--- DIRECTIONS FOR THIS TASK ---
Copy every line from the one containing "point: rear passenger door" through the final line. Multiply each point coordinate by 0.95 and round it to a whole number, rounding halves up.

--- Start of SUPPLIED MATERIAL ---

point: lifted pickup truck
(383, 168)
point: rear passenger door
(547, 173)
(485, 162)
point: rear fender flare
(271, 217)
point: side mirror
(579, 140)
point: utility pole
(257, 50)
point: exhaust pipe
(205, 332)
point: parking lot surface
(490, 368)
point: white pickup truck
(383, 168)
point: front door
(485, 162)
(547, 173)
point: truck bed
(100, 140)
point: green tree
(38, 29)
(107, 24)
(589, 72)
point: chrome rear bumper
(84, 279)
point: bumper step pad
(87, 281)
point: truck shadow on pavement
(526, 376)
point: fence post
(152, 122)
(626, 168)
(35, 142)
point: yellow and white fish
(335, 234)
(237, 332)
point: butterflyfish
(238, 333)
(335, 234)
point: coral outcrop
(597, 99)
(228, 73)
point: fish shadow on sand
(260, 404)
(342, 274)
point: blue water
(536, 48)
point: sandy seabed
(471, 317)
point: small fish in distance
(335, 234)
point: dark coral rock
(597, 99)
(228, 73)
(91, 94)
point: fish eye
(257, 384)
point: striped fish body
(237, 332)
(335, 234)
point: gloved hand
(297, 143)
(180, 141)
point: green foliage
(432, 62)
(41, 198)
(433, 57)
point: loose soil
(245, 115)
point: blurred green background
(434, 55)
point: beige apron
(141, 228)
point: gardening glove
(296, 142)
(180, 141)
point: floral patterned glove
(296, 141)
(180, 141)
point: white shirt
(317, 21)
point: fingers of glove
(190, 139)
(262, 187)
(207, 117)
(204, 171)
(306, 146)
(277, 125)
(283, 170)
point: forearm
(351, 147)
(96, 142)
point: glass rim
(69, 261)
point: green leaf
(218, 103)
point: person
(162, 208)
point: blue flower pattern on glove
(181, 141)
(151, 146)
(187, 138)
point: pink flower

--- End of SUPPLIED MATERIAL ---

--- THE COMPLETED TASK ---
point: rear passenger door
(520, 164)
(461, 154)
point: rear fender flare
(257, 206)
point: side mirror
(550, 133)
point: utility pole
(244, 48)
point: exhaust pipe
(195, 315)
point: parking lot surface
(466, 350)
point: white pickup truck
(364, 160)
point: front door
(461, 154)
(520, 164)
point: truck bed
(95, 133)
point: green tree
(36, 28)
(102, 23)
(560, 68)
point: chrome rear bumper
(80, 265)
point: bumper step pad
(83, 267)
point: truck shadow on pavement
(500, 357)
point: fence post
(144, 116)
(595, 160)
(33, 135)
point: yellow and white fish
(318, 222)
(225, 315)
point: butterflyfish
(226, 316)
(318, 222)
point: coral outcrop
(567, 94)
(217, 69)
point: fish shadow on sand
(247, 384)
(325, 260)
point: blue water
(509, 46)
point: sandy seabed
(447, 301)
point: small fish in distance
(318, 222)
point: dark coral rock
(567, 94)
(217, 69)
(86, 89)
point: fish eye
(244, 365)
point: striped fish body
(225, 315)
(318, 222)
point: gloved hand
(282, 136)
(171, 134)
point: green foliage
(410, 59)
(39, 188)
(411, 54)
point: loose soil
(233, 109)
point: blurred green background
(412, 52)
point: beige apron
(134, 217)
point: gardening glove
(281, 135)
(171, 134)
point: floral patterned glove
(281, 134)
(171, 134)
point: white shirt
(301, 20)
point: fingers of glove
(181, 132)
(249, 178)
(197, 111)
(194, 162)
(291, 139)
(263, 119)
(269, 162)
point: forearm
(333, 140)
(91, 135)
point: glass rim
(66, 248)
point: green leaf
(207, 98)
point: person
(154, 198)
point: blue flower pattern on glove
(172, 134)
(143, 139)
(178, 131)
point: pink flower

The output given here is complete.